# [TEXTE DU DOCUMENT]
---*---
Traduction certifiée conforme______________________________

 

  François Blais, LL.L.


 

 

 

 

  No du greffe T-608-92

 

 

ENTRE :

 

 

RANJIT PERERA,

FRANK BOAHENE et

FRED BLOCH,

 

  demandeurs,

 

  - et -

 

  LA REINE DU CHEF DU CANADA,

 

  défenderesse.

 

 

 

  MOTIFS DE L'ORDONNANCE

 

 

 

LE JUGE CULLEN

 

 

La requête déposée en vertu de la Règle 474

 

  M'étant vu confier cette tâche par le juge en chef adjoint, et ayant lu une grande partie de la documentation versée au dossier, j'avais bon espoir de pouvoir parvenir à résoudre un certain nombre de questions et de réduire par là même le temps nécessaire à l'instance. Ce désir était vraiment trop ambitieux compte tenu des positions arrêtées des deux parties. L'affaire a déjà pris beaucoup trop longtemps, bien qu'il y ait à cela des raisons, dont il a d'ailleurs été fait état.

 

  J'avais espéré que les avocats parviendraient à s'entendre sur de nombreux points en litige. Il semblerait que cette affaire ne se prête pas vraiment à une telle approche. Il est typique, par exemple, d'assister à ce genre d'échange entre les parties : le demandeur soutient qu'il a rapporté la preuve d'une discrimination devant la Commission d'appel de la Commission de la fonction publique, auquel la défenderesse répond, «Non! La question n'est pas réglée et doit être encore débattue.»

 

  Malheureusement, pour les parties, la Cour et les avocats, il faudra un long procès pour résoudre les questions de droit et les questions de fait extrêmement difficiles qui se posent en l'espèce.
---*---
# [CONSIGNE 1]
Répondez à ces questions à partir des motifs de l'ordonnance :
(a) Quel numéro du greffe figure en tête du document ?
(b) En vertu de quelle règle la requête a-t-elle été déposée ?
(c) Qui a confié cette tâche au juge ?
Le texte et les enregistrements proviennent de sources distinctes.
---*---
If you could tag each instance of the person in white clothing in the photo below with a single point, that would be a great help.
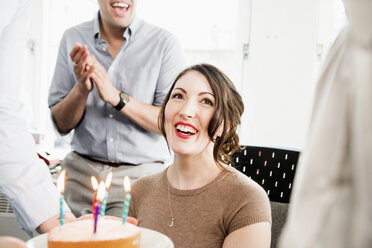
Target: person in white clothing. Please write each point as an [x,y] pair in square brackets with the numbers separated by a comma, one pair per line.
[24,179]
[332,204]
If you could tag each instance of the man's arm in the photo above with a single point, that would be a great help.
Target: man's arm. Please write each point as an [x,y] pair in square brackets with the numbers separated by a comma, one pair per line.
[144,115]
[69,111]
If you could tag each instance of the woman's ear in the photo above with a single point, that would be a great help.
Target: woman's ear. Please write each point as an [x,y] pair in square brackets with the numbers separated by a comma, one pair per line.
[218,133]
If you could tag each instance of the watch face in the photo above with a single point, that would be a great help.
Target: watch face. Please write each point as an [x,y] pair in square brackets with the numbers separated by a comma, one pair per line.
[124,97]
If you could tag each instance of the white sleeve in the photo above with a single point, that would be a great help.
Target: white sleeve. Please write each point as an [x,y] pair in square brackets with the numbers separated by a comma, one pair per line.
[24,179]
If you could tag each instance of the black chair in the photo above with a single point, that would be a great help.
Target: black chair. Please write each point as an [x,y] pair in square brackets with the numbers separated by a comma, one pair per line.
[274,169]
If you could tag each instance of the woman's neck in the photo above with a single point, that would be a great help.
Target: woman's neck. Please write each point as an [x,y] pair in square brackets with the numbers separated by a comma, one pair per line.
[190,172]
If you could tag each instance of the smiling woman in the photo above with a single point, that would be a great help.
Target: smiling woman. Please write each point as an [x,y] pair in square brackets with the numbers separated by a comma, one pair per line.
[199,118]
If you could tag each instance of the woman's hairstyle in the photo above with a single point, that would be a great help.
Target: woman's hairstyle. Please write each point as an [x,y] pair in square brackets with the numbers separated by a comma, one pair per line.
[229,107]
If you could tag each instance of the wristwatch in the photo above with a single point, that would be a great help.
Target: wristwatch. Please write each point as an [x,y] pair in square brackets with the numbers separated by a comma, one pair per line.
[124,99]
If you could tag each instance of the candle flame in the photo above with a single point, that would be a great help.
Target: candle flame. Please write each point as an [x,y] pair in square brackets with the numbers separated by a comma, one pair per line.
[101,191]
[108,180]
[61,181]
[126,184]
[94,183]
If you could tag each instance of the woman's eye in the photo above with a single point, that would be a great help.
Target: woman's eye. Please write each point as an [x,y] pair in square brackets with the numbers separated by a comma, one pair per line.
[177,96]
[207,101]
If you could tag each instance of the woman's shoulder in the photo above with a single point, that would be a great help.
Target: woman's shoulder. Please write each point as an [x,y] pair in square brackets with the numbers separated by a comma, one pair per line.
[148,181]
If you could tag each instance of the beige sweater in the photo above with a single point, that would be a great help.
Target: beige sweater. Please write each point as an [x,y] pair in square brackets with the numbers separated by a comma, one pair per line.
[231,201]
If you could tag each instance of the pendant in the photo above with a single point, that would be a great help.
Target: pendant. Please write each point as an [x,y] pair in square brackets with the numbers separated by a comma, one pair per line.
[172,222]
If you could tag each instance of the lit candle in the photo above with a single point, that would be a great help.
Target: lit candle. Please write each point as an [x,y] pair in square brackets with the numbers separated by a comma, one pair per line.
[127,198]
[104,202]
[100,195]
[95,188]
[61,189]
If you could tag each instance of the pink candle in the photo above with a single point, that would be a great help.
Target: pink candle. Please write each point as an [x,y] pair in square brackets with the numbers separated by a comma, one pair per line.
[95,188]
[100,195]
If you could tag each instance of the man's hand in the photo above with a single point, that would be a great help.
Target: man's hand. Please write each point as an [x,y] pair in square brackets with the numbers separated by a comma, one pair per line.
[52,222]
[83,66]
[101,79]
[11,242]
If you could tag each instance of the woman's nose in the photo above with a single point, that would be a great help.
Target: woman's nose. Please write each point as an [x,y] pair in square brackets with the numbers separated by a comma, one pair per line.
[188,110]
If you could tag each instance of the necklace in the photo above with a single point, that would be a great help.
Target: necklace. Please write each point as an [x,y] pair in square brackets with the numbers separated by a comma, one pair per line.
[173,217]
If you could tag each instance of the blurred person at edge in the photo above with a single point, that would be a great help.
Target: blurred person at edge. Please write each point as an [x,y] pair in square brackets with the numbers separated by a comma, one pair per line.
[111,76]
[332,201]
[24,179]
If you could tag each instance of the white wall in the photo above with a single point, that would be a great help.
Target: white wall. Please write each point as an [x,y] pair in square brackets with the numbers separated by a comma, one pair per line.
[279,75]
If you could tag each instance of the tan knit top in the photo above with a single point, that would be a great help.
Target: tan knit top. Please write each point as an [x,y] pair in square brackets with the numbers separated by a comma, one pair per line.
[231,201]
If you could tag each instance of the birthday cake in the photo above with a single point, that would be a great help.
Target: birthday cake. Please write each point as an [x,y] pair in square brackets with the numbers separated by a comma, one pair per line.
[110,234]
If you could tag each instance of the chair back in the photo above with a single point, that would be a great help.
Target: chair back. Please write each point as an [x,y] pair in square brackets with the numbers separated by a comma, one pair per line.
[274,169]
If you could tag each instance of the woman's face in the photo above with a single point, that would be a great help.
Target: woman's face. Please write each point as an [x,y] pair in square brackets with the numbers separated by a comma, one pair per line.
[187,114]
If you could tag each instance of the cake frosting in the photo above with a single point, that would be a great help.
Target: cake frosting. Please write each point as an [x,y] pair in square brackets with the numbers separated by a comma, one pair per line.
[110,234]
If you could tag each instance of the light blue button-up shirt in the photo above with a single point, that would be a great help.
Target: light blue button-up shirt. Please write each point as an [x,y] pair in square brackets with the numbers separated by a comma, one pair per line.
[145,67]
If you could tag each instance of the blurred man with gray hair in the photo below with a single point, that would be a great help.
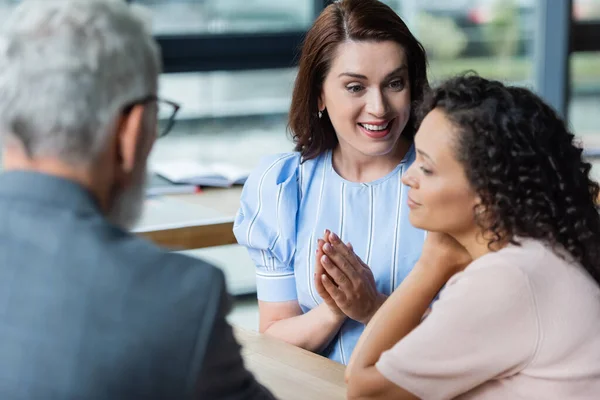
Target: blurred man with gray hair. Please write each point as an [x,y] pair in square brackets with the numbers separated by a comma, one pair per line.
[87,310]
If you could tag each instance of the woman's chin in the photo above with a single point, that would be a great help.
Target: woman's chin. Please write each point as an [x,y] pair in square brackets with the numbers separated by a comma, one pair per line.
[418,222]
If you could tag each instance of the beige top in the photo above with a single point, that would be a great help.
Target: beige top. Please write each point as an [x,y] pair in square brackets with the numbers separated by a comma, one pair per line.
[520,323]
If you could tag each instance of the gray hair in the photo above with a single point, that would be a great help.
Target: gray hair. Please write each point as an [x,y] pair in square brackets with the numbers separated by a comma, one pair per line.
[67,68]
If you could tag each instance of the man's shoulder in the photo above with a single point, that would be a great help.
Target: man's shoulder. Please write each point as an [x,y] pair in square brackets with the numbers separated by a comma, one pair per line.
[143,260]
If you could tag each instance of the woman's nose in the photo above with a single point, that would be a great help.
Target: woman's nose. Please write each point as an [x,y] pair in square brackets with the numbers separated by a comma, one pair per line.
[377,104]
---*---
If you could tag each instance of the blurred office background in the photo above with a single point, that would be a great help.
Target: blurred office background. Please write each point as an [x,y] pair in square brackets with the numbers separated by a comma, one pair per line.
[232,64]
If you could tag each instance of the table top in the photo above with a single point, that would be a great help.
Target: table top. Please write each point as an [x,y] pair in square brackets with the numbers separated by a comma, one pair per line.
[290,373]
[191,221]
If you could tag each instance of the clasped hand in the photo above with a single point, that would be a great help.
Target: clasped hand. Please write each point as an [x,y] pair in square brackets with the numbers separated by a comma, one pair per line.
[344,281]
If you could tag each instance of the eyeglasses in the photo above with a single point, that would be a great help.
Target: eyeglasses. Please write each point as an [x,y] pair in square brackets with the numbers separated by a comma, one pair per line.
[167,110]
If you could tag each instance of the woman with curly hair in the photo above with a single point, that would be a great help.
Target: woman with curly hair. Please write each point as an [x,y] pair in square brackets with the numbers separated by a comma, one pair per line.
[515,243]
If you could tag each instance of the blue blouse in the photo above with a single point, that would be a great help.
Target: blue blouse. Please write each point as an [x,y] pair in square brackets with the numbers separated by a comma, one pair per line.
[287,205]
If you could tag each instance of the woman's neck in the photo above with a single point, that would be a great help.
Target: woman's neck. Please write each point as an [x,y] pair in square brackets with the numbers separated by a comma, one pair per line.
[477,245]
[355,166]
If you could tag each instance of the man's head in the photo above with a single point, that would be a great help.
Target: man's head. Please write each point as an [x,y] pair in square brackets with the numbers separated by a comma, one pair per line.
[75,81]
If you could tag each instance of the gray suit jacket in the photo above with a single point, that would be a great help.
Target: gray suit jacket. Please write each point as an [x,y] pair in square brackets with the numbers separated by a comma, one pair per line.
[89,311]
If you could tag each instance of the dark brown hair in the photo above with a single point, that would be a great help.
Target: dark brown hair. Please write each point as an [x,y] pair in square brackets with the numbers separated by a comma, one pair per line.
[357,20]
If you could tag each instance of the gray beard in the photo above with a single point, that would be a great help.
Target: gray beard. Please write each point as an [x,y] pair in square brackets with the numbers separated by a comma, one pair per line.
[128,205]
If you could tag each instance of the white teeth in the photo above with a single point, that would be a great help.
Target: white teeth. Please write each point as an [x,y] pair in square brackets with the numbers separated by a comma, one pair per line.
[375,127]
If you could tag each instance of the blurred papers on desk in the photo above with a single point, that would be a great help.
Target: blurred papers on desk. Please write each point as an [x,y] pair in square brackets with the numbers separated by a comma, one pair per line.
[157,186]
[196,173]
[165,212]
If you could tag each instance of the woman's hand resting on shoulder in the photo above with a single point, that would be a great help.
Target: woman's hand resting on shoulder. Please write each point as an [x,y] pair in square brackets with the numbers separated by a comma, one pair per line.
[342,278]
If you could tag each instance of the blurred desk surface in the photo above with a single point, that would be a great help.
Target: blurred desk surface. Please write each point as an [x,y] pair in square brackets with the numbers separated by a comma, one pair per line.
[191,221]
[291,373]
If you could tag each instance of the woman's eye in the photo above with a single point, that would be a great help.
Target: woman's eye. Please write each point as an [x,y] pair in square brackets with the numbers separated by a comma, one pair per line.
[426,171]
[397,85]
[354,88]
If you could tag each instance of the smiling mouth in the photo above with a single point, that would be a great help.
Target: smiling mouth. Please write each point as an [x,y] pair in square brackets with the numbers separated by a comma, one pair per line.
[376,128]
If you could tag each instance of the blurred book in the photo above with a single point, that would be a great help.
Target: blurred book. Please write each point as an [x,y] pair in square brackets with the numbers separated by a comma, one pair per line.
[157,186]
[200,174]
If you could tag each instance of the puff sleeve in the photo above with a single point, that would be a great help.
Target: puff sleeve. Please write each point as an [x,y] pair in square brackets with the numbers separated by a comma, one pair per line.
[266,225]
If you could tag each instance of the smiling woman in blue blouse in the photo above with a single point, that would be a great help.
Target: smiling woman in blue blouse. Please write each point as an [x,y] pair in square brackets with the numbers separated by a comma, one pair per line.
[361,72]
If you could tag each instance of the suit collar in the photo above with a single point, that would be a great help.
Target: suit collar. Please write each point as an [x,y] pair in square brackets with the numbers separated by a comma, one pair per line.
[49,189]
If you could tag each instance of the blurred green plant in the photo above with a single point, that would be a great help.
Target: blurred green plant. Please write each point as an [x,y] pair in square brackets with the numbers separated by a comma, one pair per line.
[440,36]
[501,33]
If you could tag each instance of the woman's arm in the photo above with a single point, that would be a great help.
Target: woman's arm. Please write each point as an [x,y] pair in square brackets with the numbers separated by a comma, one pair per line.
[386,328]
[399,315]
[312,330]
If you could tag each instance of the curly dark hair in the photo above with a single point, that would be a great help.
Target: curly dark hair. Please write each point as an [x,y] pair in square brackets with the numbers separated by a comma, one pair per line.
---*---
# [CONSIGNE 2]
Sélectionnez dans les enregistrements chaque ligne contenant le mot « green », puis recopiez-la.

# [RÉSULTAT ATTENDU 1]
(a) T-608-92
(b) La Règle 474
(c) Le juge en chef adjoint

# [RÉSULTAT ATTENDU 2]
If you could tag each instance of the blurred green plant in the photo above with a single point, that would be a great help.
Target: blurred green plant. Please write each point as an [x,y] pair in square brackets with the numbers separated by a comma, one pair per line.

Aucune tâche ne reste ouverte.